───── PASSAGE SHOWN

In a groundbreaking study, scientists from multiple EMBL Heidelberg groups—including Typas, Bork, Zimmermann, and Savitski—and several EMBL alumni such as Kiran Patil (MRC Toxicology Unit, UK), Sarela Garcia-Santamarina (ITQB, Portugal), André Mateus (Umeå University, Sweden), along with Lisa Maier and Ana Rita Brochado (University Tübingen, Germany), analyzed numerous drug-microbiome interactions. Their findings were published in the journal Cell.

The research focused on how 30 different medications, aimed at treating both infectious and noninfectious conditions, influenced 32 distinct bacterial species that represent the human gut microbiome, based on global data from five continents.

They observed that when bacteria grew in clusters, certain drug-resistant strains interacted in ways that shielded more vulnerable bacteria from the harsh effects of drugs. This behavior, known as ‘cross-protection’, enabled these sensitive bacteria to thrive even when exposed to drugs that would have otherwise been lethal in isolation.

──────────

TASKS ::
(A) According to the drug-microbiome study passage, how many different medications did the research examine?
(B) Carry on writing the passage about the drug-microbiome study, starting right after its final sentence.

───── EXTRACTED ENTRIES

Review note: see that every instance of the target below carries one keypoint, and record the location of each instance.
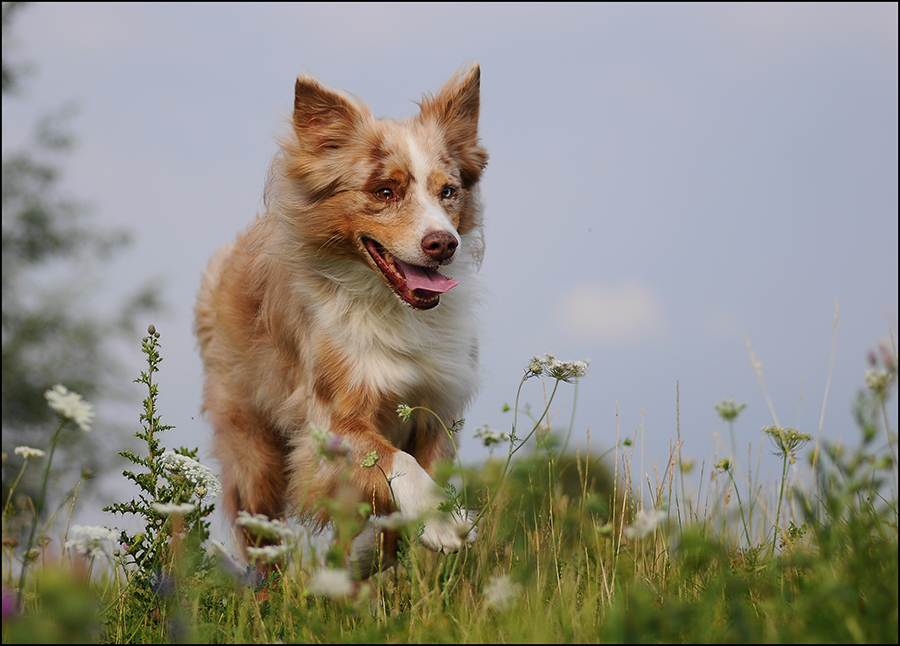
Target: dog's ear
(455, 110)
(323, 119)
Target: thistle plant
(171, 501)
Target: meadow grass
(569, 549)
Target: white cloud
(612, 315)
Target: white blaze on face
(433, 217)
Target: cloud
(622, 314)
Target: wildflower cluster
(787, 440)
(259, 528)
(70, 406)
(173, 509)
(880, 379)
(550, 366)
(202, 477)
(645, 523)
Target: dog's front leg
(418, 497)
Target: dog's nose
(439, 245)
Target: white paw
(449, 533)
(419, 497)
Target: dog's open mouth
(420, 287)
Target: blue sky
(665, 182)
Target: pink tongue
(429, 280)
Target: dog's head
(400, 196)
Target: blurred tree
(50, 332)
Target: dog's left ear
(455, 110)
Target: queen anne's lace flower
(645, 523)
(28, 452)
(71, 406)
(91, 541)
(200, 476)
(552, 367)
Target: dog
(352, 293)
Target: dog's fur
(314, 315)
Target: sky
(670, 187)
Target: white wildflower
(261, 526)
(500, 592)
(91, 541)
(553, 367)
(331, 583)
(645, 523)
(71, 406)
(173, 509)
(200, 476)
(28, 452)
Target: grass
(566, 552)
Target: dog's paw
(449, 533)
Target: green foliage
(51, 256)
(169, 544)
(566, 553)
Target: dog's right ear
(324, 119)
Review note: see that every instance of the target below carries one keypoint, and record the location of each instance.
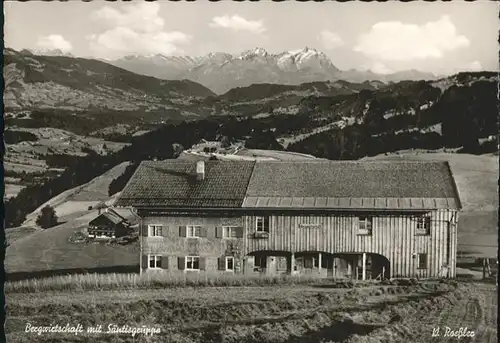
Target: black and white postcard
(250, 172)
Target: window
(229, 231)
(262, 224)
(154, 261)
(423, 225)
(193, 231)
(364, 226)
(155, 230)
(192, 263)
(230, 263)
(422, 261)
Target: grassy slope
(78, 199)
(477, 183)
(51, 250)
(262, 314)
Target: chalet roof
(293, 185)
(112, 217)
(172, 183)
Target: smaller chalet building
(110, 224)
(361, 220)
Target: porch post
(319, 263)
(364, 266)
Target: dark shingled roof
(172, 183)
(352, 180)
(112, 217)
(297, 184)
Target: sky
(435, 37)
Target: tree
(47, 217)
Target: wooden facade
(364, 220)
(174, 245)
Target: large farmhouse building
(362, 220)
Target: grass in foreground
(111, 281)
(291, 314)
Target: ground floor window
(192, 263)
(422, 261)
(260, 263)
(154, 261)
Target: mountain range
(221, 71)
(64, 82)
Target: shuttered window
(230, 263)
(422, 261)
(192, 263)
(365, 226)
(154, 261)
(262, 224)
(423, 225)
(193, 231)
(231, 232)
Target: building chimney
(200, 170)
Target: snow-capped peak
(254, 52)
(304, 58)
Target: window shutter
(239, 232)
(145, 261)
(218, 232)
(164, 262)
(202, 263)
(182, 231)
(181, 263)
(221, 262)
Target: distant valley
(70, 119)
(221, 71)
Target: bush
(47, 217)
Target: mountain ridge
(220, 71)
(42, 81)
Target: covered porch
(359, 266)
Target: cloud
(330, 40)
(142, 17)
(52, 42)
(397, 41)
(136, 29)
(238, 23)
(380, 68)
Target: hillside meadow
(46, 252)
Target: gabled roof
(172, 183)
(112, 217)
(293, 185)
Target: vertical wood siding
(173, 245)
(393, 236)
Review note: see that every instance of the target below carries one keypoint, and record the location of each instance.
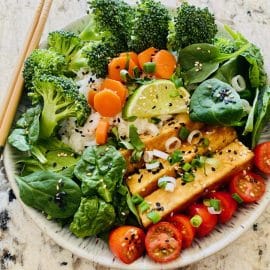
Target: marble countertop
(22, 244)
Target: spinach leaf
(101, 169)
(54, 194)
(216, 103)
(262, 115)
(93, 217)
(253, 56)
(199, 61)
(26, 133)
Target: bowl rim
(67, 243)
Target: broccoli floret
(43, 61)
(69, 45)
(150, 26)
(114, 17)
(98, 55)
(61, 100)
(192, 25)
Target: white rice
(78, 138)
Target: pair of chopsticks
(11, 101)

──────────

RESULTS FOR THE EXERCISE ::
(A) 30 different medications.

(B)
“We were surprised by the level of resilience we observed,” noted Sarela Garcia-Santamarina, a former postdoc in the Typas group and co-first author of the study, now a group leader at the Instituto de Tecnologia Química e Biológica (ITQB) at Universidade Nova de Lisboa, Portugal. “It was astonishing to find that in nearly half of the instances where a bacterial species was impacted by the drug when grown alone, it remained unaffected within the community.”

To further explore this protective phenomenon, researchers investigated the underlying molecular mechanisms. “Bacteria support each other by either absorbing or breaking down the drugs,” explained Michael Kuhn, Research Staff Scientist in the Bork Group and co-first author of the study. “These processes are termed bioaccumulation and biotransformation.”

“Our results indicate that gut bacteria possess a greater capacity to modify and accumulate medicinal drugs than we had previously assumed,” stated Michael Zimmermann, Group Leader at EMBL Heidelberg and study collaborator.

However, there are limits to this communal support. The team found that when drug concentrations were high, the microbiome communities could deteriorate, resulting in a shift from ‘cross-protection’ to ‘cross-sensitisation’. In cross-sensitisation, bacteria that are usually drug-resistant become vulnerable when in a community, which is contrary to what they observed at lower drug levels.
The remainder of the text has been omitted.